Goal of the exercise: Copy out all the entries word for word.

______________________________

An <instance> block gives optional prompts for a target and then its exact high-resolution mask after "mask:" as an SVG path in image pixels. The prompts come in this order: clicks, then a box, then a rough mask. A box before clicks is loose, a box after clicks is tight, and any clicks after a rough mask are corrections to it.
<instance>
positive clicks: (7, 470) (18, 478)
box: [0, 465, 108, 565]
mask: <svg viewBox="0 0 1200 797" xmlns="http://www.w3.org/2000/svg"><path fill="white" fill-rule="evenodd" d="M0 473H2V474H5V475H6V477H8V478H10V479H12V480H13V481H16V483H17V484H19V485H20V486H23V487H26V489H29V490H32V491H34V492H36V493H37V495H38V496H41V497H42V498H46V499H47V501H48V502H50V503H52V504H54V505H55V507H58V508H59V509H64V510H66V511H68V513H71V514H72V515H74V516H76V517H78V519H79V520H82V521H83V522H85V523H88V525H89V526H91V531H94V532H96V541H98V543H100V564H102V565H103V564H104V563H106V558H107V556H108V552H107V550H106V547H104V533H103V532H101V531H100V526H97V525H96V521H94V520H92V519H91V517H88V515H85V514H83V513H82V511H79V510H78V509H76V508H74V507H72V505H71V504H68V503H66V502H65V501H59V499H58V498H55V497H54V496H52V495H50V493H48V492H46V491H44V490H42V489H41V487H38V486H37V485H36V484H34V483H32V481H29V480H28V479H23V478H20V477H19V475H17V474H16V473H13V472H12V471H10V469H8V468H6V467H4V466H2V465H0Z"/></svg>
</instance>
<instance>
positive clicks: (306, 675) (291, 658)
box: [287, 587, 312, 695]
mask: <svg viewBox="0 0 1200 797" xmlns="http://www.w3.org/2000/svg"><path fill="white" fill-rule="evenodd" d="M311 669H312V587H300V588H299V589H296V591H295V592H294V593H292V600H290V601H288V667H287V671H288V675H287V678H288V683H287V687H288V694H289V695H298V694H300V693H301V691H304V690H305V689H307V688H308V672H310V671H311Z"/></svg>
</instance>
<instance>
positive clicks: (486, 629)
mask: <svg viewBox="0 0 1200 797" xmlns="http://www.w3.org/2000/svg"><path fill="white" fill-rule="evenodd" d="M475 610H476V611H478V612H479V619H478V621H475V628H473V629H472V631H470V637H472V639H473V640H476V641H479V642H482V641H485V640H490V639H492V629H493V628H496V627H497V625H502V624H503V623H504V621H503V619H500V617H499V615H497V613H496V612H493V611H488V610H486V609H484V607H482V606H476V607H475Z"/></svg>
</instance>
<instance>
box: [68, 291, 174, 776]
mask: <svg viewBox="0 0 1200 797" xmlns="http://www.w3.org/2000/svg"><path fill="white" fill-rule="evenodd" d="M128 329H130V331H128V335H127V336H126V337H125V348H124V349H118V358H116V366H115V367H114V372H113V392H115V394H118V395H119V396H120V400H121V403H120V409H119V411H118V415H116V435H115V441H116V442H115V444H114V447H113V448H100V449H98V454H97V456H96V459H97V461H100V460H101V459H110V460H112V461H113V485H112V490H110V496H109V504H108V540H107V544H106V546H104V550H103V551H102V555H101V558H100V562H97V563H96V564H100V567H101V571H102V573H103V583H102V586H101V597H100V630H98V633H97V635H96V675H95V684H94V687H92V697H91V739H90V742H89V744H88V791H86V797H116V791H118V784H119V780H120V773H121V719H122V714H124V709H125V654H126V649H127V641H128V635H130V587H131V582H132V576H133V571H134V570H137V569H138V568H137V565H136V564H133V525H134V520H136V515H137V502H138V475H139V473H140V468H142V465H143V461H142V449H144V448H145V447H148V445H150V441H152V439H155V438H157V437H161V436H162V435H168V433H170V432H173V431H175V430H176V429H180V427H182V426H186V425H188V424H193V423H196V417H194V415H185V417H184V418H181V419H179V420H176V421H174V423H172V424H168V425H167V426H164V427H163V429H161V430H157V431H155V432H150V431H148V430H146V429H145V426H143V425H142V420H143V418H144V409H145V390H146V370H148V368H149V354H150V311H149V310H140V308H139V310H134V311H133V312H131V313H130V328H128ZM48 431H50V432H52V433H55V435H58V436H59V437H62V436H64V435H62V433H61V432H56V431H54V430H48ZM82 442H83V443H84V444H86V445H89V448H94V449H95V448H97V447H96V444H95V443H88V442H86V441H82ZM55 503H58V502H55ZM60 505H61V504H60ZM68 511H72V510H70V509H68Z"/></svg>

______________________________

Written answer:
An <instance> block gives optional prompts for a target and then its exact high-resolution mask after "mask:" as an SVG path in image pixels. The prompts come in this order: clicks, then a box, then a rough mask. A box before clicks is loose, a box after clicks is tight, and any clicks after a rough mask are corrections to it.
<instance>
positive clicks: (7, 470) (18, 478)
box: [0, 465, 108, 565]
mask: <svg viewBox="0 0 1200 797" xmlns="http://www.w3.org/2000/svg"><path fill="white" fill-rule="evenodd" d="M0 473H2V474H5V475H6V477H8V478H10V479H12V480H13V481H16V483H17V484H19V485H20V486H23V487H26V489H29V490H32V491H34V492H36V493H37V495H38V496H41V497H42V498H46V499H47V501H48V502H50V503H52V504H54V505H55V507H58V508H59V509H64V510H66V511H68V513H71V514H72V515H74V516H76V517H78V519H79V520H82V521H83V522H85V523H88V525H89V526H91V531H94V532H96V541H98V543H100V564H102V565H103V564H104V563H106V558H107V556H108V552H107V550H106V547H104V533H103V532H101V531H100V526H97V525H96V521H94V520H92V519H91V517H88V515H85V514H83V513H82V511H79V510H78V509H76V508H74V507H72V505H71V504H68V503H66V502H65V501H59V499H58V498H55V497H54V496H52V495H50V493H48V492H46V491H44V490H42V489H41V487H38V486H37V485H36V484H34V483H32V481H29V480H28V479H23V478H20V477H19V475H17V474H16V473H13V472H12V471H10V469H8V468H6V467H4V466H2V465H0Z"/></svg>
</instance>
<instance>
positive clicks: (306, 675) (291, 658)
box: [287, 587, 312, 695]
mask: <svg viewBox="0 0 1200 797" xmlns="http://www.w3.org/2000/svg"><path fill="white" fill-rule="evenodd" d="M311 669H312V587H300V588H299V589H296V591H295V592H294V593H292V600H290V601H288V667H287V671H288V675H287V678H288V683H287V687H288V694H289V695H298V694H300V693H301V691H304V690H305V689H307V688H308V672H310V671H311Z"/></svg>
</instance>
<instance>
positive clicks: (486, 629)
mask: <svg viewBox="0 0 1200 797" xmlns="http://www.w3.org/2000/svg"><path fill="white" fill-rule="evenodd" d="M475 610H476V611H478V612H479V619H478V621H475V628H473V629H472V631H470V637H472V639H473V640H476V641H479V642H482V641H485V640H490V639H492V629H493V628H496V627H497V625H502V624H503V623H504V621H503V619H500V617H499V615H497V613H496V612H493V611H488V610H486V609H484V607H482V606H476V607H475Z"/></svg>
</instance>
<instance>
box: [68, 291, 174, 776]
mask: <svg viewBox="0 0 1200 797" xmlns="http://www.w3.org/2000/svg"><path fill="white" fill-rule="evenodd" d="M128 329H130V331H128V335H127V336H126V337H125V348H124V349H118V358H116V366H115V367H114V372H113V392H115V394H118V395H119V396H120V400H121V403H120V409H119V411H118V415H116V435H115V441H116V442H115V444H114V447H113V448H100V449H98V454H97V456H96V459H97V461H100V460H101V459H110V460H112V461H113V485H112V490H110V496H109V504H108V540H107V544H106V546H104V550H103V551H102V555H101V558H100V562H97V563H96V564H100V567H101V571H102V573H103V583H102V586H101V597H100V630H98V633H97V635H96V675H95V684H94V687H92V697H91V739H90V742H89V744H88V791H86V797H116V791H118V784H119V780H120V773H121V719H122V714H124V709H125V654H126V649H127V641H128V635H130V587H131V582H132V576H133V571H134V570H137V569H138V568H137V565H136V564H133V525H134V520H136V515H137V502H138V475H139V473H140V468H142V465H143V461H142V449H144V448H145V447H148V445H150V441H152V439H155V438H157V437H161V436H162V435H168V433H170V432H173V431H175V430H176V429H180V427H182V426H186V425H188V424H193V423H196V417H194V415H185V417H184V418H181V419H179V420H176V421H174V423H172V424H168V425H167V426H164V427H163V429H161V430H157V431H155V432H150V431H148V430H146V429H145V426H143V425H142V420H143V418H144V409H145V390H146V370H148V368H149V354H150V311H149V310H140V308H139V310H134V311H133V312H131V313H130V328H128ZM48 431H50V432H52V433H55V435H58V436H59V437H62V436H64V435H62V433H61V432H56V431H54V430H48ZM82 442H83V443H84V444H86V445H89V448H94V449H95V448H97V447H96V444H95V443H88V442H86V441H82ZM55 503H58V502H55ZM60 505H61V504H60ZM68 511H72V510H70V509H68Z"/></svg>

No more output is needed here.